Passage for review ::
————————

In the January edition of Ottawa Life Magazine, Michael Pinkus prosecutes the LCBO for a litany of sins and transgressions going back more than a decade.
Although I think that the LCBO does a lot of things right, I’m not here to defend the LCBO. Despite its successes, the LCBO does some very fundamental things wrong in how it treats suppliers, employees, and customers.
In his article, Mr Pinkus does a good job of describing the LCBO’s treatment of wine producers (particularly small Ontario producers), consignment agents, and consumers. The LCBO has a lot of power; it’s the largest buyer of spirits and wine in the world. From the stories that Mr Pinkus tells, and stories that I myself have heard from wine producers and consignment agents, it seems to take its supplier management lessons from Wal-Mart. It’s not win/win, it’s squeeze, squeeze.

————————

Record excerpts ::
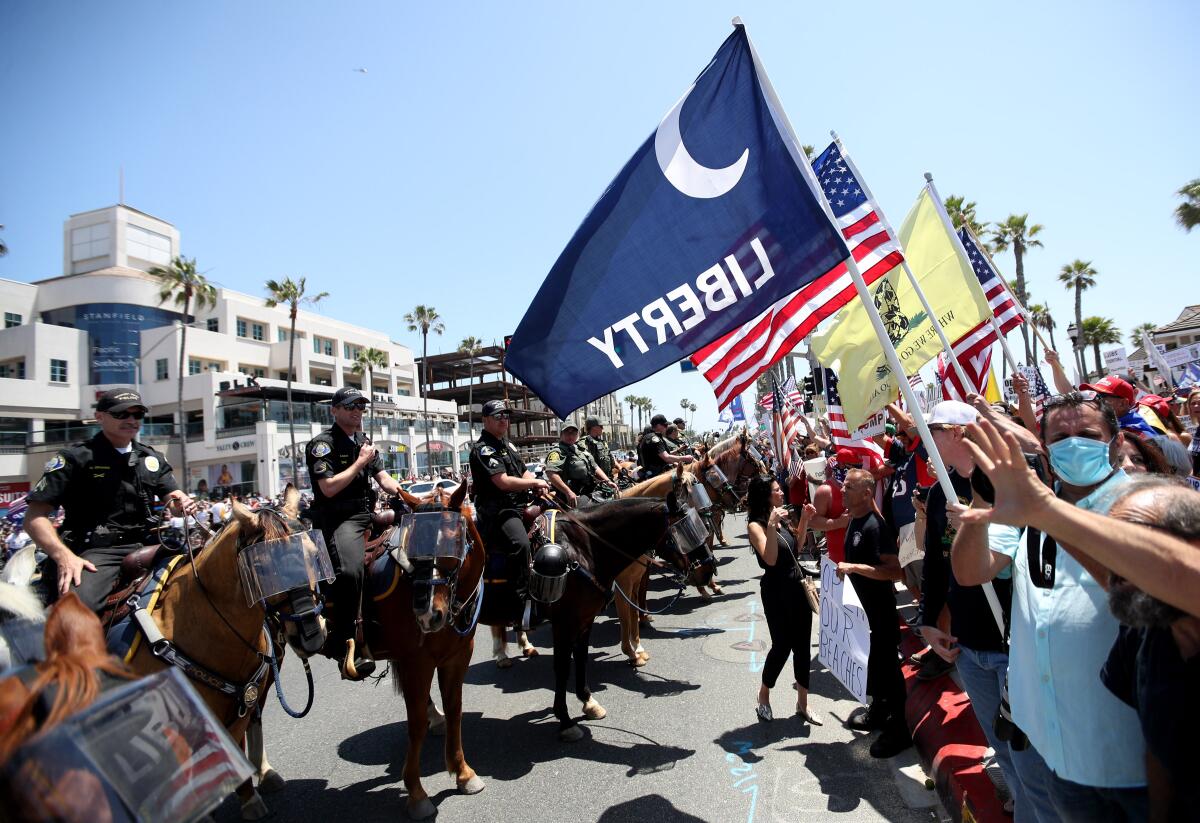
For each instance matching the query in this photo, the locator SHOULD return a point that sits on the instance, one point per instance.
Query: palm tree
(1187, 214)
(471, 347)
(1099, 331)
(1079, 276)
(189, 289)
(365, 362)
(292, 294)
(1135, 334)
(425, 319)
(1017, 233)
(961, 212)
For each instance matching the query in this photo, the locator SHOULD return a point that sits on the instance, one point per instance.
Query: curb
(949, 742)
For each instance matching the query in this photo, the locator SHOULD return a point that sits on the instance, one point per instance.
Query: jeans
(1087, 804)
(983, 678)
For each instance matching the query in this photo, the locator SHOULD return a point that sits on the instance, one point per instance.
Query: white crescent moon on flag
(682, 170)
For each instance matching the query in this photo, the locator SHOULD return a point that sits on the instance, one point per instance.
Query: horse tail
(16, 595)
(75, 652)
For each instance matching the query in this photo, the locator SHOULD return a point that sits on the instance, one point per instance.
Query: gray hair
(1179, 508)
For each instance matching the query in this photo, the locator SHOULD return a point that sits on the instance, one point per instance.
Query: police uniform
(346, 517)
(575, 466)
(108, 498)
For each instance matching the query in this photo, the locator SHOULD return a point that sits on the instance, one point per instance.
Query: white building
(101, 324)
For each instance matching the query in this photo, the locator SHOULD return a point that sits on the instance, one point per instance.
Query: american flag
(838, 427)
(785, 424)
(735, 361)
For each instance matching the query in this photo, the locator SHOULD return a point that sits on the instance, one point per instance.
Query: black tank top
(786, 569)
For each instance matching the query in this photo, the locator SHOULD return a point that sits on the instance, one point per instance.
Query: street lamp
(1073, 332)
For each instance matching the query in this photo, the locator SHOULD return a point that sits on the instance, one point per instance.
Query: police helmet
(547, 581)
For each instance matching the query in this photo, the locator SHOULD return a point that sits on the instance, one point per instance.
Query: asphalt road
(681, 740)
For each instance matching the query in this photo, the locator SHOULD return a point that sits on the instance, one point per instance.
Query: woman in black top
(789, 616)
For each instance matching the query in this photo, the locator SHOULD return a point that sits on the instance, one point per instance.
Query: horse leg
(418, 679)
(499, 647)
(450, 678)
(268, 779)
(568, 728)
(592, 709)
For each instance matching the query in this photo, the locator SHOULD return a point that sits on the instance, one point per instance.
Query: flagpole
(904, 263)
(793, 146)
(966, 258)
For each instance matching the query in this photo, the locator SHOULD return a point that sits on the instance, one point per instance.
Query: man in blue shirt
(1062, 630)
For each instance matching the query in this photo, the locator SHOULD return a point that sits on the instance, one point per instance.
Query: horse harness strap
(246, 694)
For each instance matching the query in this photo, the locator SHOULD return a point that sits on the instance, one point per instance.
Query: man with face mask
(1155, 664)
(1061, 631)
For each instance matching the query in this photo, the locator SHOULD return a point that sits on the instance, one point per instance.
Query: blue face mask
(1081, 461)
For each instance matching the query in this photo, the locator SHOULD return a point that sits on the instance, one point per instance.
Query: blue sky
(454, 172)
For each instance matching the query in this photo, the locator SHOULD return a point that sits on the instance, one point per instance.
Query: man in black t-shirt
(873, 566)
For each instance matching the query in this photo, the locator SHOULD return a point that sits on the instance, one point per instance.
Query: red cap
(1113, 385)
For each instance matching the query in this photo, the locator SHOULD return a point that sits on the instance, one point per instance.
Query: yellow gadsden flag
(850, 347)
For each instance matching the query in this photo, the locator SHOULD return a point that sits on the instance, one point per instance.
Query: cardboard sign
(845, 634)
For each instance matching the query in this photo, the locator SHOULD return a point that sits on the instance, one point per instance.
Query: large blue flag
(709, 223)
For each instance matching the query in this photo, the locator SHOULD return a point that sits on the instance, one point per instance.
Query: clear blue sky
(459, 166)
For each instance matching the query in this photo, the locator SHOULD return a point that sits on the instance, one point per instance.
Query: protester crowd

————————

Explore the material ::
A. From the LCBO commentary, list the groups whose treatment by the LCBO Mr Pinkus's article is said to describe well.
B. Answer each question using the LCBO commentary, one answer per line.
(i) In which edition of which magazine did Michael Pinkus's piece appear?
(ii) How far back does the litany of sins that he attributes to the LCBO extend?
(iii) From which company does the LCBO seem to take its supplier management lessons?
C. State whether each statement agrees with the LCBO commentary. Give yes or no, followed by the deciding words quoted from the text.
(i) The writer intends to defend the LCBO.
(ii) The LCBO is the largest buyer of spirits and wine in the world.
(iii) The writer characterizes the LCBO's dealings with suppliers as win/win.

Replies ::
A. Wine producers (particularly small Ontario producers), consignment agents, and consumers.

B.
(i) The January edition of Ottawa Life Magazine.
(ii) More than a decade.
(iii) Wal-Mart.

C.
(i) No: "I’m not here to defend the LCBO."
(ii) Yes: "it’s the largest buyer of spirits and wine in the world."
(iii) No: "It’s not win/win, it’s squeeze, squeeze."